**** Records for this exercise
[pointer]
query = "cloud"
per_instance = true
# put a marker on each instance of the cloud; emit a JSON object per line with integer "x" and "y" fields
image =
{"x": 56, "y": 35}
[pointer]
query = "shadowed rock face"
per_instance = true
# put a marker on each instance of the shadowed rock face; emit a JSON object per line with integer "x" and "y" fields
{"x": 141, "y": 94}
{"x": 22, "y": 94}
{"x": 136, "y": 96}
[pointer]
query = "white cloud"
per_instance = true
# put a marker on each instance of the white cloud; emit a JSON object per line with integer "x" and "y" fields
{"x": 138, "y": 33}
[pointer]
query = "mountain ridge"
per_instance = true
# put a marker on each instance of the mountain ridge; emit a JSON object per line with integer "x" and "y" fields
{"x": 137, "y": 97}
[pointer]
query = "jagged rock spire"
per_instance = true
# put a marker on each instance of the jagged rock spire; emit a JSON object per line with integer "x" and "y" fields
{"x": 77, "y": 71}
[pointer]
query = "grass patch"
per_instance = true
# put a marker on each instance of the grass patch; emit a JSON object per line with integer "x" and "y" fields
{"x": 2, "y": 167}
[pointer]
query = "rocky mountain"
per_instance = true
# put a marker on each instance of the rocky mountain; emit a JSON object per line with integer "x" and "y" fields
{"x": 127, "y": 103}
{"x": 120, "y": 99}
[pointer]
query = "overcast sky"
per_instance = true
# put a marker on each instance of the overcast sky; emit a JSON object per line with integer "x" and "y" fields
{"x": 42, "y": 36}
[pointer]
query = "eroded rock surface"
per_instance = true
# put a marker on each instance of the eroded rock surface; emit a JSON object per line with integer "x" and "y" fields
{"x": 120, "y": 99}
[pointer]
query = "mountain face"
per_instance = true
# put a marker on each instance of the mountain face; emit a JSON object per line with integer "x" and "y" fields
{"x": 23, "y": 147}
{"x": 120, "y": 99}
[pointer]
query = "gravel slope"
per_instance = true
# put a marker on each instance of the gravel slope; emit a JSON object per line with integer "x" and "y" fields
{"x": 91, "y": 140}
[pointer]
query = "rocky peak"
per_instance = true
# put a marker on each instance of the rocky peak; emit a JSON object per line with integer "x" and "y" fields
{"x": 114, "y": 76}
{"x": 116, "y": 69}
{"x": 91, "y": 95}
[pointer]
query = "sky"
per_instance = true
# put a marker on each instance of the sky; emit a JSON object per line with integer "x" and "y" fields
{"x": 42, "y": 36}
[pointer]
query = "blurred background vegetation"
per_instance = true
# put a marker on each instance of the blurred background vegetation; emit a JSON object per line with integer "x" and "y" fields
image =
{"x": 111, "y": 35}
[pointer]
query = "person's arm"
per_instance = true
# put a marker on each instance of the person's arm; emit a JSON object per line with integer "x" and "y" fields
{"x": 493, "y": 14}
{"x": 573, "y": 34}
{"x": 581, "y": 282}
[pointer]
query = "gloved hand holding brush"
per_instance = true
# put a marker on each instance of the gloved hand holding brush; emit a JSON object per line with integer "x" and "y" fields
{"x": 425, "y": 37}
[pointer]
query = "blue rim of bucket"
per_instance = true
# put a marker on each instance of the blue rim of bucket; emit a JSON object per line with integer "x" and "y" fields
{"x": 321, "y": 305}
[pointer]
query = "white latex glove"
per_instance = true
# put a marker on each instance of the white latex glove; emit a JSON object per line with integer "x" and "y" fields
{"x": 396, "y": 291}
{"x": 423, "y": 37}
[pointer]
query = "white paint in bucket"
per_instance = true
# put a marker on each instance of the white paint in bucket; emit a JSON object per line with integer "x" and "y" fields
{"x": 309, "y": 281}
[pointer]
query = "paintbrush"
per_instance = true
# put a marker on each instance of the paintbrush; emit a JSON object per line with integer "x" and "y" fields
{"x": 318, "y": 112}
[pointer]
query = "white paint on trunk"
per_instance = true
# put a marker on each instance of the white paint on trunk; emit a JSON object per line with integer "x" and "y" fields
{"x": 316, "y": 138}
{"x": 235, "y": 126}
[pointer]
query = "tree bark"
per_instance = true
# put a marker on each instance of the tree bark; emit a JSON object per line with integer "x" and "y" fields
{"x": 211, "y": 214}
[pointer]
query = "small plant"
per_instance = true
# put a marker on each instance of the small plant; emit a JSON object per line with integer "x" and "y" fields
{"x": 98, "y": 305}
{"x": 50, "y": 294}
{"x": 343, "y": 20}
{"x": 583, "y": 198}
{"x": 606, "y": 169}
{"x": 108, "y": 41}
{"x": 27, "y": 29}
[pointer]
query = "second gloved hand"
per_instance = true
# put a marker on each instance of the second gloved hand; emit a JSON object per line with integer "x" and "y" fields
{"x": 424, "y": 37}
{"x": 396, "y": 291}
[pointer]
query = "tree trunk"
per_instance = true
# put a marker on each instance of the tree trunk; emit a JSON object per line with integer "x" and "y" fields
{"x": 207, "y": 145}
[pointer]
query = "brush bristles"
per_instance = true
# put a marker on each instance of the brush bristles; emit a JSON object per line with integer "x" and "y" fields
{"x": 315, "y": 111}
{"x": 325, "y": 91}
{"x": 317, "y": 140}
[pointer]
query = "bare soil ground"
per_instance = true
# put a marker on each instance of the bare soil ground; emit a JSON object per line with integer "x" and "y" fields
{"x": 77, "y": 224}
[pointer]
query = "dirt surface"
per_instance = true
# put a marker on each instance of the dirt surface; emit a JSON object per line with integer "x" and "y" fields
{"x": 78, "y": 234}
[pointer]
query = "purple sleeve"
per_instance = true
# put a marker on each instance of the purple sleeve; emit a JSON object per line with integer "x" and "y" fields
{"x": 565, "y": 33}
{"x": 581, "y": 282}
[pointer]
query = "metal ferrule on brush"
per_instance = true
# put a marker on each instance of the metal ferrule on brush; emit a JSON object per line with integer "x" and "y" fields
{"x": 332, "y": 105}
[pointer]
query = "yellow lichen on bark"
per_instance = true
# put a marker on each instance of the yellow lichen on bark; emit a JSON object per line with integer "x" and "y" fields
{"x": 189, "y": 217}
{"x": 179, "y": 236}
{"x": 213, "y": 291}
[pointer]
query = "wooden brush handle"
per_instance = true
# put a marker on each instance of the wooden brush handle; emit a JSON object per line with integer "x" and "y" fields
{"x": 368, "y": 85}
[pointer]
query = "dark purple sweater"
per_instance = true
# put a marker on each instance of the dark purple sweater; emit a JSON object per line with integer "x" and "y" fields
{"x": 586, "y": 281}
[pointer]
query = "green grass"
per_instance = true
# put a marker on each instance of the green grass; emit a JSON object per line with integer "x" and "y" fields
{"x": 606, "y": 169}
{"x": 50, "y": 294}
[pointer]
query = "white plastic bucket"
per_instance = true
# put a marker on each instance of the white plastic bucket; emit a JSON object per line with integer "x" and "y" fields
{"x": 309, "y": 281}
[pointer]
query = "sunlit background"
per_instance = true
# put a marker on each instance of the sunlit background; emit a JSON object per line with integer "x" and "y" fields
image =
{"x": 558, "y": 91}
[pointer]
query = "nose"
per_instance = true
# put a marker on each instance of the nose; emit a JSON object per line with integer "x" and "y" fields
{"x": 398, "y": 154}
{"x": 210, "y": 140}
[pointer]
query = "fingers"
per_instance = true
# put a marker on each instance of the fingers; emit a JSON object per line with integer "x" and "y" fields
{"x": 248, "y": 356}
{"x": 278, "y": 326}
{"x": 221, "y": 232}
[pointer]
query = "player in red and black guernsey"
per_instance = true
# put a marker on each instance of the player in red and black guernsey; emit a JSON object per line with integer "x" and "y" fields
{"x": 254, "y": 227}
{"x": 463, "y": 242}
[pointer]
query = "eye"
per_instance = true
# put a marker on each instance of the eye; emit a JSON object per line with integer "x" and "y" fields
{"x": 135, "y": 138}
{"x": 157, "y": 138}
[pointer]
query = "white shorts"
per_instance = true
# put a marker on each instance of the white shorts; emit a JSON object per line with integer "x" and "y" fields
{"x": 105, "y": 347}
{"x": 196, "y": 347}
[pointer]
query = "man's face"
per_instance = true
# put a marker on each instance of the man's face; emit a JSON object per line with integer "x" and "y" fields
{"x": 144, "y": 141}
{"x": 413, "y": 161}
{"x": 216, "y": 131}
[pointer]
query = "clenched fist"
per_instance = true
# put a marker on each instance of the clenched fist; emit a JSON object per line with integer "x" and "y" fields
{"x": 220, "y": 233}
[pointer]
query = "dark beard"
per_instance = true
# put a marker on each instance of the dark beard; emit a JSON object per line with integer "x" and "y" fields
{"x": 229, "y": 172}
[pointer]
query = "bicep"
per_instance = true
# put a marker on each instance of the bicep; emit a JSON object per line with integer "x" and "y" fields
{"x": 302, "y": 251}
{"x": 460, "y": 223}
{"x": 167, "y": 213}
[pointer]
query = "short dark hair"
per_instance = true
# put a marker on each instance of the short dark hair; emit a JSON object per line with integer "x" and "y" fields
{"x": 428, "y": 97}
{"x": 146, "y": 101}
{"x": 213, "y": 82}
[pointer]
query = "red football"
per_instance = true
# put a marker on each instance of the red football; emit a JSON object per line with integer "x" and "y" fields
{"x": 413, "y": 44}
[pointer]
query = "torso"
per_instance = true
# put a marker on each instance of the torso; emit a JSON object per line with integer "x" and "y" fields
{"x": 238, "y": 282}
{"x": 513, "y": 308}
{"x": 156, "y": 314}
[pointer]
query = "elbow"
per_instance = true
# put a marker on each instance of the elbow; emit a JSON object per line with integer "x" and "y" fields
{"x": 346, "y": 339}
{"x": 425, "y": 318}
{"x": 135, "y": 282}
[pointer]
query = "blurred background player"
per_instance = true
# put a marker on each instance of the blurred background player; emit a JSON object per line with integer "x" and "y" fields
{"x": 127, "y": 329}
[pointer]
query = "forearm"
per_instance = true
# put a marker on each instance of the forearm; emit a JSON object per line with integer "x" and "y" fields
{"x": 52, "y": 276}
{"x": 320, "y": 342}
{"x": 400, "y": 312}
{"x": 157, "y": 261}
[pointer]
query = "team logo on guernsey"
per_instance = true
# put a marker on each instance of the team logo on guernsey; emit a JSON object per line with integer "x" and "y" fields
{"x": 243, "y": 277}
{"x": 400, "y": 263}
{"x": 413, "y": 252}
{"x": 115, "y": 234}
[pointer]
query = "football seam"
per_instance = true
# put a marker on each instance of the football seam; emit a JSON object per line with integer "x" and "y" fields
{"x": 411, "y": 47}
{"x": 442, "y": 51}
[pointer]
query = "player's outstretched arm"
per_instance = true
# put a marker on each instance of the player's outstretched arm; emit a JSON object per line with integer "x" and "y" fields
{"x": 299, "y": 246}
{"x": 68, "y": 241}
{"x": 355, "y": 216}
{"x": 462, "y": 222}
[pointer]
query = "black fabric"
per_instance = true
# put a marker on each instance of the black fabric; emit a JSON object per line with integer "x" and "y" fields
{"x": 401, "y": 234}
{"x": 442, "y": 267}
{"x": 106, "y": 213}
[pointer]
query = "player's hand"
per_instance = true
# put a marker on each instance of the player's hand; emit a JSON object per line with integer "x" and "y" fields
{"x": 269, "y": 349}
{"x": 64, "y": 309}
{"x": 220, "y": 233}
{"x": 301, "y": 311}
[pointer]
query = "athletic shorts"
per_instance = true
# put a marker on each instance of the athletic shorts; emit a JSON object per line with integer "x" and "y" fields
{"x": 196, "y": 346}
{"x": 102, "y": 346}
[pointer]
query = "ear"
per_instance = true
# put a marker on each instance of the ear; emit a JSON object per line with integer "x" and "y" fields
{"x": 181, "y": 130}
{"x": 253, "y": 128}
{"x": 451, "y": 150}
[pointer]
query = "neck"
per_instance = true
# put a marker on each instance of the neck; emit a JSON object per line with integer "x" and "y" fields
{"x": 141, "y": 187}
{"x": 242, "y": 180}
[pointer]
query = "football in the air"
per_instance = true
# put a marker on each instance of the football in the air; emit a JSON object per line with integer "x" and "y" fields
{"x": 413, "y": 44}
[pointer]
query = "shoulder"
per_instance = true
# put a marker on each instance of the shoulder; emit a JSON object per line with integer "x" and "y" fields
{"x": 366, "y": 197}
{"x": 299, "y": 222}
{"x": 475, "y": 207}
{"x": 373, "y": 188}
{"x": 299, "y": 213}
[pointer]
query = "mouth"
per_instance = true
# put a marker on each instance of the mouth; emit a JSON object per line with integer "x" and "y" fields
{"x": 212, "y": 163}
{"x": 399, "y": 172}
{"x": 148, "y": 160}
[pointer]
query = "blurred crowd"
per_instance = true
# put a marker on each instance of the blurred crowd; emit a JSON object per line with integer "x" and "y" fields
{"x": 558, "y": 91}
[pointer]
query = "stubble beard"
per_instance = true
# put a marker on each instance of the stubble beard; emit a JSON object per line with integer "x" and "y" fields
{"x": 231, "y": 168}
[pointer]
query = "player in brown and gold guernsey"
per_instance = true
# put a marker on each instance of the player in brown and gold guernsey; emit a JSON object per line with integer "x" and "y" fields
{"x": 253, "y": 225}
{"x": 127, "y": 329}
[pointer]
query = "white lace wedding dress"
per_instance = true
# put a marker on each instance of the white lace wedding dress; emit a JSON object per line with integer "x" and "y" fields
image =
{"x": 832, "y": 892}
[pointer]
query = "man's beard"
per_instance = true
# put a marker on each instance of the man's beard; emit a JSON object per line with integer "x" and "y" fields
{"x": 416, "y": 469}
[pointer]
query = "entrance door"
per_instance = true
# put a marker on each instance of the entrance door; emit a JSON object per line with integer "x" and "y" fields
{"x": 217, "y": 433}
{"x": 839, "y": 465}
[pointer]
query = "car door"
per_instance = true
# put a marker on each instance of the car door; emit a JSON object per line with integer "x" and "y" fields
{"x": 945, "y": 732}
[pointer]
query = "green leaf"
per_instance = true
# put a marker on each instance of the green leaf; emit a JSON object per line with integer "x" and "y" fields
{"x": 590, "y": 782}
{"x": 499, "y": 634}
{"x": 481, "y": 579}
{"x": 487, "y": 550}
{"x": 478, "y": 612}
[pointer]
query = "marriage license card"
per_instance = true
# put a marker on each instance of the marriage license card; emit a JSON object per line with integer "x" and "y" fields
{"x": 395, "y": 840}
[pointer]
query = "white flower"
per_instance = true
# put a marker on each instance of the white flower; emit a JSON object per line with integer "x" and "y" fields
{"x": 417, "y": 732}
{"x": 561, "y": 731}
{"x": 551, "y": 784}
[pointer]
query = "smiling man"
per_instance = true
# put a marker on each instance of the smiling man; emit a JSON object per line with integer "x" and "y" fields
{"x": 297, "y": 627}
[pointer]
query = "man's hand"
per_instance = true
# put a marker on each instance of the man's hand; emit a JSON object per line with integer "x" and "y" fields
********
=== Goal ===
List each line in the rows above that contains the word "vegetation". Case counts.

=== Exercise result ===
query = "blurred background vegetation"
# put a marker on each instance of the blurred background vegetation; emit a JSON object per line with integer "x" and "y" fields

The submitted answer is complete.